_TEXTO_:
# # # # #
Éramos muy jóvenes para
comprender... Un año antes de su asesinato en Dallas (Texas) el 22 de noviembre
de 1963, en octubre de 1962 se produjo la crisis de los misiles de Cuba. Cuando
le mostraron a Kennedy las fotografías tomadas por los aviones espía U-2 de la
construcción de silos para almacenar misiles de largo alcance en la isla,
Estados Unidos y el mundo entero se vieron inmersos en una amenaza nuclear.
Frente a la presión militar a que fue sometido el presidente para bombardear
los almacenes nucleares, Kennedy optó por el bloqueo naval a Cuba, que duraría
indefinidamente si la URSS no retiraba sus arsenales. El presidente ganaba
tiempo para negociar. Una semana después, mientras solo nos invitaban a rezar
para que no ocurriese lo peor, Kennedy y el presidente soviético, Nikita Jrushchov,
llegaban a un acuerdo: la URSS retiraba los misiles si Estados Unidos se
comprometía a no invadir la isla. El mundo suspiraba; los católicos dejaban sus
rezos. Ya se sabe que los católicos solo se acuerdan de santa Bárbara cuando
truena; de la advocación a su patrona, cuando se hallan en un apuro; y de Dios,
más interjectivamente ante algo inesperado, que ante el porvenir que nos
acongojare.
La
figura del primer presidente católico de los EE UU nos la extrapolaban no tanto
por su política interior o exterior, o por el espíritu de la nueva frontera que
inspirare su acceso a la Presidencia, sino por su condición de
"católico". Durante aquella semana, en una España educada en el
espíritu del nacionalcatolicismo, el presidente norteamericano era solo eso,
católico, por encima de cualquier significación política. Los rezos a los que
nos invitaban se hacían interminables, tanto como aquellos días en que sobre el
mundo se cernía la posibilidad de un conflicto nuclear que acabare con el
propio planeta. Y así, el día 23 de noviembre de 1963, cuando a la hora del
desayuno nos informaron de su muerte, nos decían lo mismo: "Hemos perdido
a un gran hombre." El hombre, para ellos, no era el político; era, simplemente,
el primer presidente católico de la nación más poderosa del mundo.
# # # # #
_EXTRACTOS DE DATOS_:
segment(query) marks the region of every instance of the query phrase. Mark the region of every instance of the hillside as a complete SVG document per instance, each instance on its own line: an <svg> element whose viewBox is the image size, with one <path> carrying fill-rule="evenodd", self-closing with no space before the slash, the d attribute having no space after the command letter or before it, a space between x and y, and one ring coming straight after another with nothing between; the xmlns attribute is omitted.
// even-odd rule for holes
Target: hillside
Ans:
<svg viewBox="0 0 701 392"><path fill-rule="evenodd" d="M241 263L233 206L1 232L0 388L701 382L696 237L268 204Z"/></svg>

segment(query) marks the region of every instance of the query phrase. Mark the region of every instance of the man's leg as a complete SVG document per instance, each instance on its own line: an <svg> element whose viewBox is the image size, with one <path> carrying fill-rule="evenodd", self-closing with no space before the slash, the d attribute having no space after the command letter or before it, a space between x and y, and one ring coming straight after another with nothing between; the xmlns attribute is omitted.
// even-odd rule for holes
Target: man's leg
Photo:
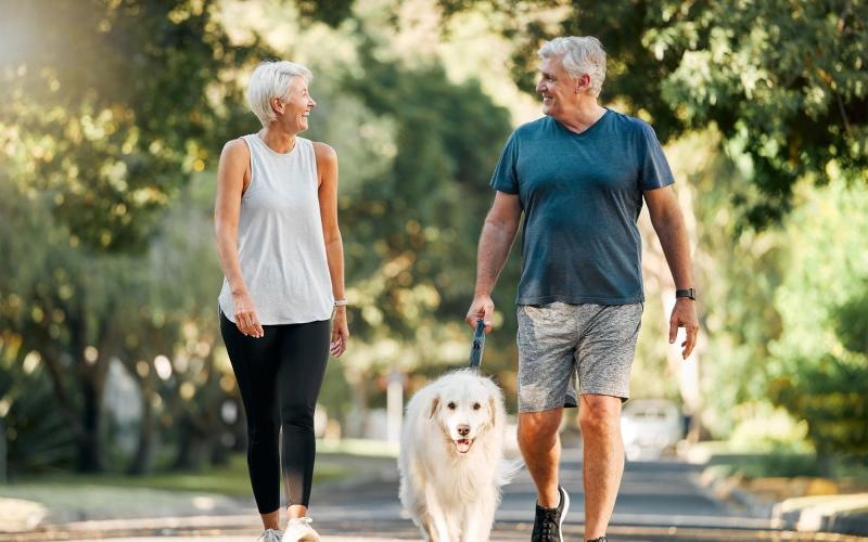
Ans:
<svg viewBox="0 0 868 542"><path fill-rule="evenodd" d="M583 395L578 420L585 452L585 540L593 540L605 534L624 474L621 398Z"/></svg>
<svg viewBox="0 0 868 542"><path fill-rule="evenodd" d="M531 472L540 506L558 506L558 466L561 461L561 426L563 409L519 414L519 448Z"/></svg>

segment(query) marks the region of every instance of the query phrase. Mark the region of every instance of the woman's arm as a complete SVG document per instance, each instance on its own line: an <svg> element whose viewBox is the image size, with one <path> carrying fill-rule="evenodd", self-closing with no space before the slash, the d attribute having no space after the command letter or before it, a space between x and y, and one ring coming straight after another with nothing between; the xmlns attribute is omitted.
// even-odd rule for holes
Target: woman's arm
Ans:
<svg viewBox="0 0 868 542"><path fill-rule="evenodd" d="M224 146L217 168L214 232L217 237L217 256L235 306L235 325L244 335L261 337L263 326L244 284L238 257L238 220L241 215L241 196L251 182L250 164L251 152L243 140L232 140Z"/></svg>
<svg viewBox="0 0 868 542"><path fill-rule="evenodd" d="M337 227L337 153L326 143L314 143L319 173L319 212L322 235L326 238L326 258L335 299L346 299L344 292L344 242ZM349 328L346 323L346 306L334 308L332 340L329 351L335 358L346 350Z"/></svg>

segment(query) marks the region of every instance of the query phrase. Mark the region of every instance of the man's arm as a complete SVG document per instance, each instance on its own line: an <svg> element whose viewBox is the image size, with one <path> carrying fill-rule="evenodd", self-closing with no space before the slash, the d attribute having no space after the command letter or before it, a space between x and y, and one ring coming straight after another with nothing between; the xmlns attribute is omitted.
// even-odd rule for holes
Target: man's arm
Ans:
<svg viewBox="0 0 868 542"><path fill-rule="evenodd" d="M476 326L476 321L485 321L485 332L492 331L492 314L495 304L492 300L492 291L497 283L497 276L503 269L503 263L509 256L509 249L519 231L519 221L522 207L518 194L497 192L492 210L485 217L485 224L480 235L480 248L476 256L476 288L473 302L470 305L465 318L468 325Z"/></svg>
<svg viewBox="0 0 868 542"><path fill-rule="evenodd" d="M693 274L687 230L672 186L649 190L643 194L646 204L648 204L648 212L651 216L651 224L660 238L660 245L663 247L663 255L666 257L669 271L672 271L676 289L692 288ZM678 327L684 327L687 332L687 338L681 343L681 357L687 359L693 351L699 333L697 308L694 301L688 297L679 297L675 301L669 317L669 343L675 343Z"/></svg>

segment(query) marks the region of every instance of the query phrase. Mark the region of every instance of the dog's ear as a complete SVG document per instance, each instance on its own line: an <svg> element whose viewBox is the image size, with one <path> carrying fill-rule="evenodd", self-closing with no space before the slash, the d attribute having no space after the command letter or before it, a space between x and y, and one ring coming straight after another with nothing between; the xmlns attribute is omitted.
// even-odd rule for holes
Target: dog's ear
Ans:
<svg viewBox="0 0 868 542"><path fill-rule="evenodd" d="M427 417L434 417L434 414L437 413L437 410L441 408L441 396L434 396L434 400L431 401L431 412L429 412Z"/></svg>

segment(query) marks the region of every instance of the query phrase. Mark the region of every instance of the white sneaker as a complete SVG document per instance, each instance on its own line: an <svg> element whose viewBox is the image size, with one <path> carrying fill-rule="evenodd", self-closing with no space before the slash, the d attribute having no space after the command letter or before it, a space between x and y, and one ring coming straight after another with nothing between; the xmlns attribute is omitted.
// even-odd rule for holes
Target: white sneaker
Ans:
<svg viewBox="0 0 868 542"><path fill-rule="evenodd" d="M256 539L256 541L258 542L261 540L263 542L280 542L281 537L283 537L283 532L277 529L266 529L263 531L263 534Z"/></svg>
<svg viewBox="0 0 868 542"><path fill-rule="evenodd" d="M282 542L319 542L319 534L310 527L311 521L307 516L290 519Z"/></svg>

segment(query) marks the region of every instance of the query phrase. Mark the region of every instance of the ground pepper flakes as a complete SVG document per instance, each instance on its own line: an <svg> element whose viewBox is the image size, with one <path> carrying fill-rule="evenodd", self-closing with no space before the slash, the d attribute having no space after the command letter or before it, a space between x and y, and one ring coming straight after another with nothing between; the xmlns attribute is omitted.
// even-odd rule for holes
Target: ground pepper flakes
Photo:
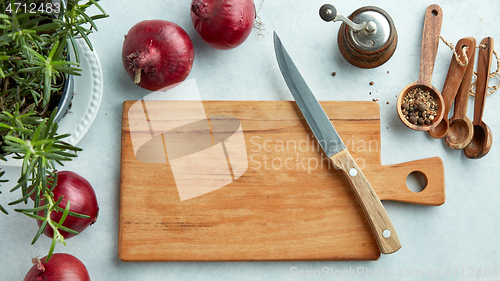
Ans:
<svg viewBox="0 0 500 281"><path fill-rule="evenodd" d="M439 105L429 91L421 88L410 90L403 98L401 112L408 122L430 125L436 118Z"/></svg>

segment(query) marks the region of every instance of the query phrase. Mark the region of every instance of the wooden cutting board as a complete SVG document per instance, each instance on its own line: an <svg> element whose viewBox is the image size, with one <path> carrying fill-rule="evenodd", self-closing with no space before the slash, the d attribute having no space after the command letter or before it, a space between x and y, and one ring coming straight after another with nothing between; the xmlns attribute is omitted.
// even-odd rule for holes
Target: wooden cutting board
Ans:
<svg viewBox="0 0 500 281"><path fill-rule="evenodd" d="M377 103L321 105L381 200L444 203L440 158L381 165ZM123 261L380 257L346 178L329 166L295 102L126 101L122 121ZM192 146L207 133L208 146ZM406 186L414 171L426 179L419 193Z"/></svg>

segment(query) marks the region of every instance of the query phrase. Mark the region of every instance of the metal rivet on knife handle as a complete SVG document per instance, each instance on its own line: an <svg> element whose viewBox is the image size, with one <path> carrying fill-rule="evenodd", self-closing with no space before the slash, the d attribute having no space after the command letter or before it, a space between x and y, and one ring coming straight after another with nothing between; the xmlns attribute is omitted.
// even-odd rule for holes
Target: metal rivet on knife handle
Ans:
<svg viewBox="0 0 500 281"><path fill-rule="evenodd" d="M396 252L401 248L401 243L389 215L325 111L307 86L292 58L281 44L276 32L274 33L274 48L281 73L297 106L327 157L331 159L337 169L344 173L349 181L370 223L380 251L383 254Z"/></svg>
<svg viewBox="0 0 500 281"><path fill-rule="evenodd" d="M368 218L380 251L383 254L391 254L399 250L401 243L389 215L349 151L344 149L331 156L330 160L332 160L335 168L341 170L347 177L356 198L358 198ZM356 172L352 172L352 170Z"/></svg>

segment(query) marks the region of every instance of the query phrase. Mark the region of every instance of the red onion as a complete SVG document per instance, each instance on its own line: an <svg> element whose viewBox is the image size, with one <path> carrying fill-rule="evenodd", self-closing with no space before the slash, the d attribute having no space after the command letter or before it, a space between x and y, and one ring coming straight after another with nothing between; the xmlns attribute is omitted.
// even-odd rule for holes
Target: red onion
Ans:
<svg viewBox="0 0 500 281"><path fill-rule="evenodd" d="M191 20L208 45L229 50L250 35L255 21L253 0L193 0Z"/></svg>
<svg viewBox="0 0 500 281"><path fill-rule="evenodd" d="M97 216L99 214L97 197L94 189L84 177L71 171L57 172L57 185L53 192L54 202L59 200L59 197L63 196L59 207L63 209L66 208L66 202L70 201L69 210L71 212L90 216L90 218L84 219L68 215L62 224L63 226L80 233L97 220ZM45 203L40 202L40 205L43 204ZM43 211L38 212L38 215L44 216ZM63 212L53 211L50 214L50 219L54 222L59 222L62 215ZM40 227L43 222L41 220L37 220L37 223ZM75 234L63 230L59 230L59 232L65 239L75 236ZM52 238L54 235L52 227L47 226L44 234Z"/></svg>
<svg viewBox="0 0 500 281"><path fill-rule="evenodd" d="M85 265L69 254L53 254L49 262L47 257L34 258L34 265L24 277L24 281L90 281Z"/></svg>
<svg viewBox="0 0 500 281"><path fill-rule="evenodd" d="M123 41L123 67L134 83L150 91L166 90L184 81L193 61L191 38L173 22L141 21Z"/></svg>

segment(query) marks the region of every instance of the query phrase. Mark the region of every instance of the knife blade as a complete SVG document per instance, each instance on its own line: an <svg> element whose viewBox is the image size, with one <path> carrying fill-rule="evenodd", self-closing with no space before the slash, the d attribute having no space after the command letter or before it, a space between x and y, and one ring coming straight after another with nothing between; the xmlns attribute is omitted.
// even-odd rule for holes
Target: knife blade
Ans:
<svg viewBox="0 0 500 281"><path fill-rule="evenodd" d="M381 253L391 254L401 243L391 219L377 194L358 167L330 119L314 97L311 89L293 63L292 58L274 32L274 50L281 74L316 140L333 166L341 170L349 181L372 228Z"/></svg>

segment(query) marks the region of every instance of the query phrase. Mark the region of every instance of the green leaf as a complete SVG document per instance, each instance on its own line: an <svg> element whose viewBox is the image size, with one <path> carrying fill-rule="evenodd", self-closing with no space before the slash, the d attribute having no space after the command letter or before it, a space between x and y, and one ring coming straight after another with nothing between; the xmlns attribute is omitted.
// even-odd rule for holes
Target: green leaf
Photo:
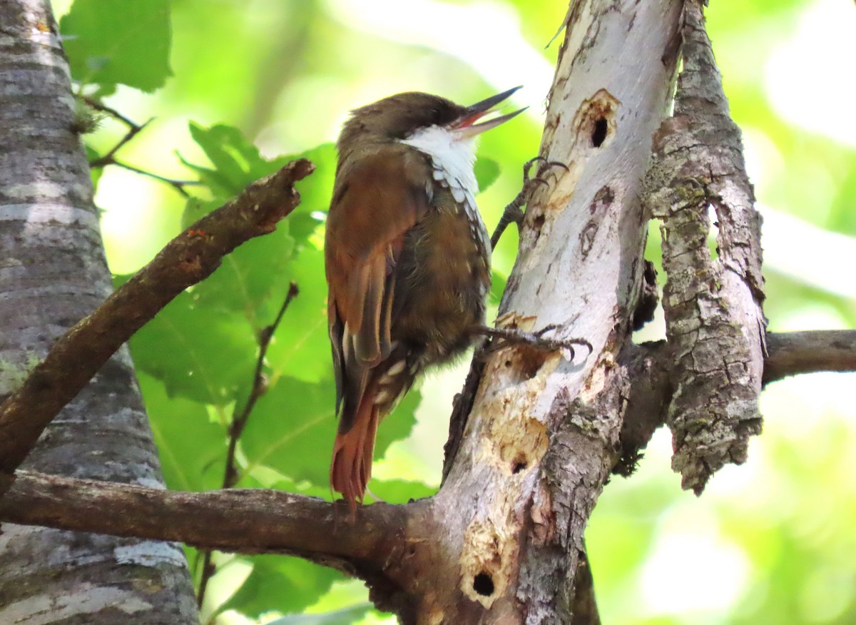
# # # # #
_TAREAS Y EJERCICIOS_:
1) Indica si cada afirmación concuerda con el texto sobre Kennedy y la crisis de los misiles. Responde sí o no y cita literalmente las palabras del texto que lo deciden.
(a) Kennedy decidió bombardear los almacenes nucleares de Cuba.
(b) El acuerdo entre Kennedy y Jrushchov se alcanzó una semana después del bloqueo.
(c) La noticia de la muerte de Kennedy llegó a la hora de la cena.
2) Retoma el texto sobre Kennedy y la crisis de los misiles y continúalo a partir de su última frase.

_RESPUESTAS POR TAREA_:
1)
(a) No: "Kennedy optó por el bloqueo naval a Cuba".
(b) Sí: "Una semana después, mientras solo nos invitaban a rezar para que no ocurriese lo peor, Kennedy y el presidente soviético, Nikita Jrushchov, llegaban a un acuerdo".
(c) No: "cuando a la hora del desayuno nos informaron de su muerte".

2)
Kennedy
también tuvo que hacer frente a su condición de católico para defenderse de las
acusaciones sobre si la fe en la que fuere bautizado influiría en sus
decisiones políticas. El 12 de septiembre de 1960, ante la organización de
líderes y predicadores protestantes del área metropolitana de Houston, el
candidato presidencial tuvo que aclarar las dudas en relación con su fe
religiosa y su actuación, llegado el caso, en situaciones contrarias a sus
principios religiosos. Tras referirse a los principales problemas del país,
Kennedy fijó su posición ante el auditorio para que no hubiere dudas: "No
soy el candidato católico a la Presidencia. Soy el candidato del Partido
Demócrata, que resulta que también es católico. No hablo por la Iglesia en temas
públicos, y la Iglesia no habla por mí." Kennedy, quien se destacó durante
su mandato por su lucha en favor de los derechos civiles, se interrogaba
también en su discurso sobre el porqué de la discriminación a los católicos, y
se preguntaba si estos perdían su derecho a ser presidente, u a otros cargos
públicos, desde el día en que fueren bautizados.
Sea
como fuere, los americanos y el mundo perdieron el 22 de noviembre de 1963 no
solo al primer presidente católico de los EE UU, sino a un líder de talla
mundial. Kennedy no solo dejó huérfanos a sus hijos, Carolina y John, sino a
otros muchos, ciudadanos del mundo -católicos,
protestantes, musulmanes o judíos...-- que creyeron en sus ideales y en la
"llama eterna" que ilumina su tumba, junto a la de su mujer e hijo,
en el Cementerio Nacional de Arlington; muy cerca, la de su otro hermano,
candidato frustrado a la Presidencia, también por asesinato, Robert F. Kennedy.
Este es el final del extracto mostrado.